— start of SELECTION —
Deferred Shading

Techniques to avoid applying time-consuming shaders not in final image.

Pass #1: Simple and fast shader renders into off-screen buffer (+ depth buffering)
- Data for shading computation in G-buffer (geometric buffer)
- e.g. Fragment position, normal, surface material
Pass #2: Screen filling quad + frag shader using G-buffer elements

Q: How is time saved?

A: In the final pass, we only do expensive lighting computation only for pixels viewable in the final frame

Advantage:

Whatever fragment ends up in the G-buffer is the fragment that will be seen in the final render.
Useful if high depth complexity and scene fills almost whole viewport i.e. many overdrawn fragments.
Lighting is calculated only once per pixel.

Disadvantage:

Memory required is very high, so try to pack some data into Textures, or reduce precision.
— end of SELECTION —
— start of GIVEN ENTRIES —
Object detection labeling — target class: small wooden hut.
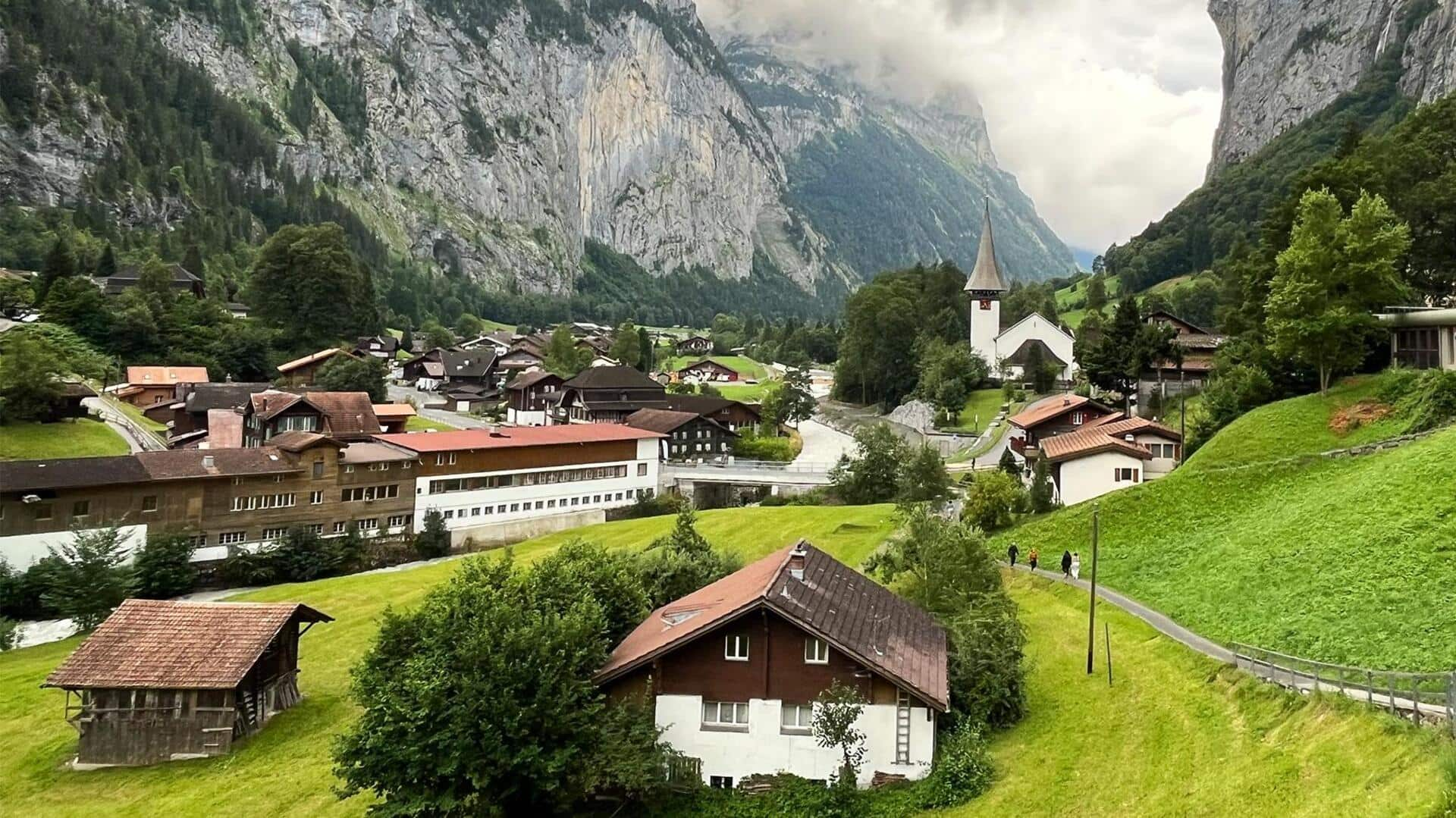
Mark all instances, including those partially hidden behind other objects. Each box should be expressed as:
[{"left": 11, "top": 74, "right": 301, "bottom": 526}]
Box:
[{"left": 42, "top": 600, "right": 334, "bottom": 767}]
— end of GIVEN ENTRIES —
— start of GIVEN ENTRIES —
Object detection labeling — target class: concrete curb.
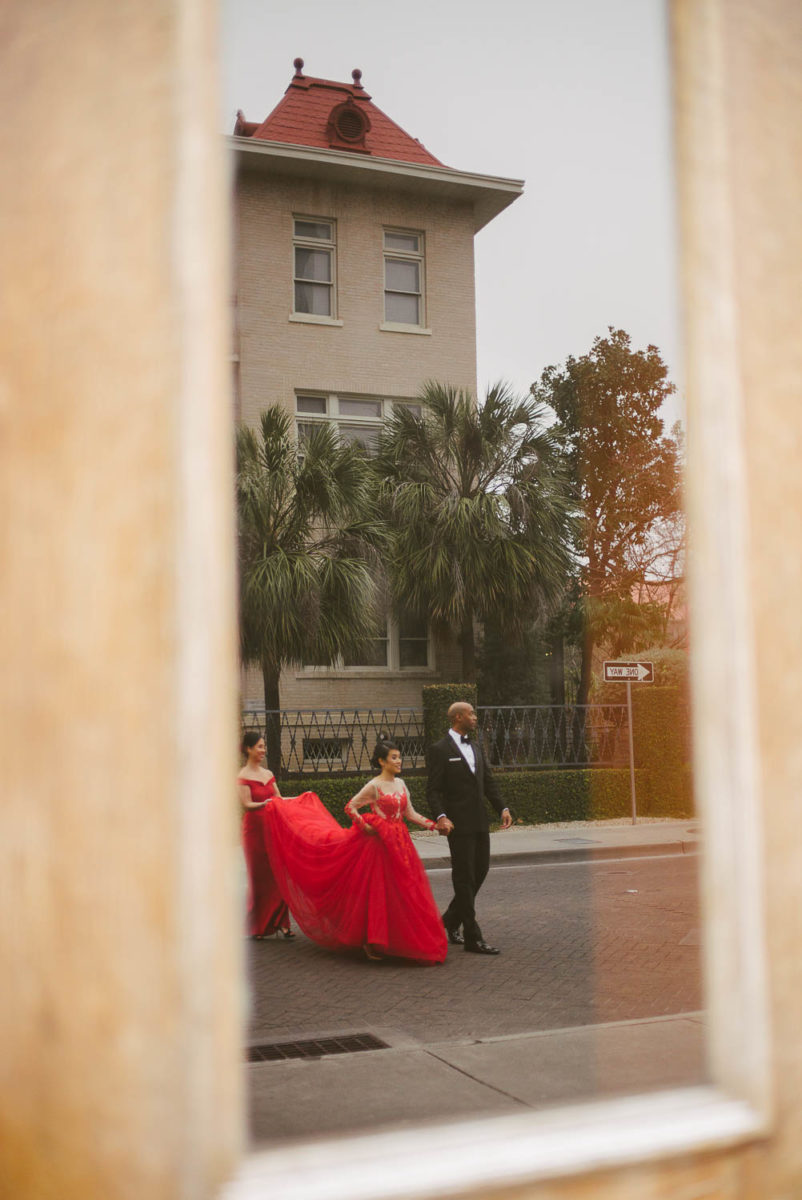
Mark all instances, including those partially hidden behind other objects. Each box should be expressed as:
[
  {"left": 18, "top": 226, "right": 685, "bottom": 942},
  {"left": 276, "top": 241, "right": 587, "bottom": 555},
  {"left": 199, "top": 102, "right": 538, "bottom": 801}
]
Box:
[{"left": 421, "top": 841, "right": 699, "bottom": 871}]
— end of GIVEN ENTRIES —
— start of GIVEN ENTRIES —
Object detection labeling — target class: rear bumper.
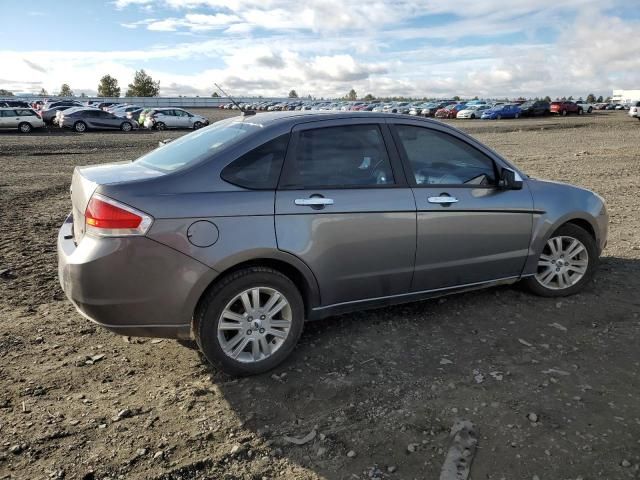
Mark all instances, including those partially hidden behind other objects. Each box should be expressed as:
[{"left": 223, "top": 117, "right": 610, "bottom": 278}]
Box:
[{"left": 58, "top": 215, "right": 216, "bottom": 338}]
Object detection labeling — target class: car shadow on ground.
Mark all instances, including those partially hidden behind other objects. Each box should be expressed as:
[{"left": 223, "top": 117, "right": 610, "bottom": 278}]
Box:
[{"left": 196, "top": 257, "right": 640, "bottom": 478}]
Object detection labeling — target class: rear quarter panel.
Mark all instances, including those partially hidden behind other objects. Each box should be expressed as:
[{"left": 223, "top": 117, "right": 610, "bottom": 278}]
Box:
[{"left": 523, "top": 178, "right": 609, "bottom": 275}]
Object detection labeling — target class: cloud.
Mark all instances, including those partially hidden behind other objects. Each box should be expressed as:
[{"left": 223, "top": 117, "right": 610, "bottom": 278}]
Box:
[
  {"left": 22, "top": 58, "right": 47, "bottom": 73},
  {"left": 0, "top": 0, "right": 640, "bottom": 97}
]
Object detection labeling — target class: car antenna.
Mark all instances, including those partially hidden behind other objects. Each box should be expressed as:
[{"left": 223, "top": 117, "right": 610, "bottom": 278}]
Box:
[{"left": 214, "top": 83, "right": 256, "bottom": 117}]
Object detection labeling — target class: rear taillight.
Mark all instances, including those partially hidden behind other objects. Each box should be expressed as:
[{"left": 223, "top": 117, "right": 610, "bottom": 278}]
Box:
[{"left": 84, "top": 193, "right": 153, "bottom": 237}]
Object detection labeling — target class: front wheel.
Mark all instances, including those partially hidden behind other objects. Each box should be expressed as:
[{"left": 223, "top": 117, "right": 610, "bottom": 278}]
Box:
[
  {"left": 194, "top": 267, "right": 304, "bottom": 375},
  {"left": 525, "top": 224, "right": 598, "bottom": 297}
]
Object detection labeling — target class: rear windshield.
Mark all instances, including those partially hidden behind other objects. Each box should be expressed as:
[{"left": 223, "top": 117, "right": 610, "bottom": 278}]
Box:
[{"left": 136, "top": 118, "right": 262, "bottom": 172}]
— end of GIVEN ENTRIES —
▸ **WHAT IS BEING ASKED**: What two measures do the deferred shading notes suggest for dealing with the very high memory requirement?

▸ **ANSWER TO THIS TASK**: Packing some data into textures, or reducing precision.